- **Exercise details**: Repeat every record below exactly as written.

- **Provided material**:
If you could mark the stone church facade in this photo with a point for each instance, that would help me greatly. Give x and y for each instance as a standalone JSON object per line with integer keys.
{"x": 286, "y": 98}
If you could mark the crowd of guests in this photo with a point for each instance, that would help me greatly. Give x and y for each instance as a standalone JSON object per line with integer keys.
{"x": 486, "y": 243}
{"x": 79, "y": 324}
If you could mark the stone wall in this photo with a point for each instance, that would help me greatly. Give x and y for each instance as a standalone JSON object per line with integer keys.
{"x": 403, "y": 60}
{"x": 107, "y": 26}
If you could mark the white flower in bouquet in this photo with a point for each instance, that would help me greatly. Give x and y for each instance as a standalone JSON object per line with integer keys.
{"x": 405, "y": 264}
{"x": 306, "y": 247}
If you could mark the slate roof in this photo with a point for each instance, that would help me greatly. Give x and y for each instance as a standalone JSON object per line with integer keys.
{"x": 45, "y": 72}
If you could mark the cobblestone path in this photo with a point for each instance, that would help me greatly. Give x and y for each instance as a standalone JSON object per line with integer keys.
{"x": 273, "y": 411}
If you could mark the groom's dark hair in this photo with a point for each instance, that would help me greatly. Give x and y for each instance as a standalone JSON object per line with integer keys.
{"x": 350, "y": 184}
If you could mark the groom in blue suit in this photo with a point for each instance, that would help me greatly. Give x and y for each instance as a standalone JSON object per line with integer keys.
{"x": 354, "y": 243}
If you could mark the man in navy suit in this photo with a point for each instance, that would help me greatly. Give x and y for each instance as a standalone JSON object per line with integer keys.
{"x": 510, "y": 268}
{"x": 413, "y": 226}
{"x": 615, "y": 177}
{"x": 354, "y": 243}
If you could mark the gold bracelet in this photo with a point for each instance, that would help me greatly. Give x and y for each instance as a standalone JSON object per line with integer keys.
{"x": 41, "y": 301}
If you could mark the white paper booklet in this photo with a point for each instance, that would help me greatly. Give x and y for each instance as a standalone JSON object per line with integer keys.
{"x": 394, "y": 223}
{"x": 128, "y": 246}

- **Finished exercise**:
If you could mark the stone church facade in this photo with a point for each instance, that would help me greatly. Give x and y for each instance as a standalone JSON object per line with integer keys.
{"x": 286, "y": 98}
If you could mark the crowd of guests in this photo with a point for each instance, that would help me greatly. Give x and y for each instance as a standalone JSON object per line with integer keys.
{"x": 486, "y": 243}
{"x": 79, "y": 324}
If you could mark the stone wall in this photo with a point for each instance, that would help me greatly. Give x and y for each instance as a standalone JSON object per line with integer keys.
{"x": 403, "y": 60}
{"x": 107, "y": 26}
If you could mark the white flower in bouquet in this photo with a point for each instance, that would help me greatly. Give x and y for each instance as a standalone JSON object per line with integer keys.
{"x": 405, "y": 264}
{"x": 306, "y": 247}
If you could mark the slate roof in this photo with a point for each instance, that would help me greatly. Give x and y for each instance as a standalone JSON object per line with integer keys.
{"x": 45, "y": 72}
If you could mark the cobblestone path in this photo with a point for each instance, that would help me greatly. Give x and y for each instance as a standalone JSON object per line with integer keys.
{"x": 273, "y": 411}
If you could mark the groom's dark hair in this photo with a point for each instance, that would help me greatly. Give x and y for each instance as a standalone JSON object per line with integer keys.
{"x": 350, "y": 184}
If you could mark the groom in blue suit in this photo with a point for each instance, that would help me greatly. Give x and y for each instance as a standalone JSON object per line with integer keys.
{"x": 354, "y": 243}
If you could mark the man in navy suit in this photo with a point for each instance, that would help me greatly. Give x and y for each instance as a standalone JSON object per line with integer keys.
{"x": 510, "y": 268}
{"x": 413, "y": 226}
{"x": 615, "y": 177}
{"x": 354, "y": 243}
If you could mark the gold bracelet in this photo with a point for each instance, that would help me greatly. Give x and y for each instance as a standalone JSON object per line with integer keys.
{"x": 41, "y": 301}
If you could mark the white paper booklet in this photo with a point for each instance, that would help me greatly. Give x and y for each instance as a standalone JSON object per line with integer keys.
{"x": 394, "y": 223}
{"x": 128, "y": 246}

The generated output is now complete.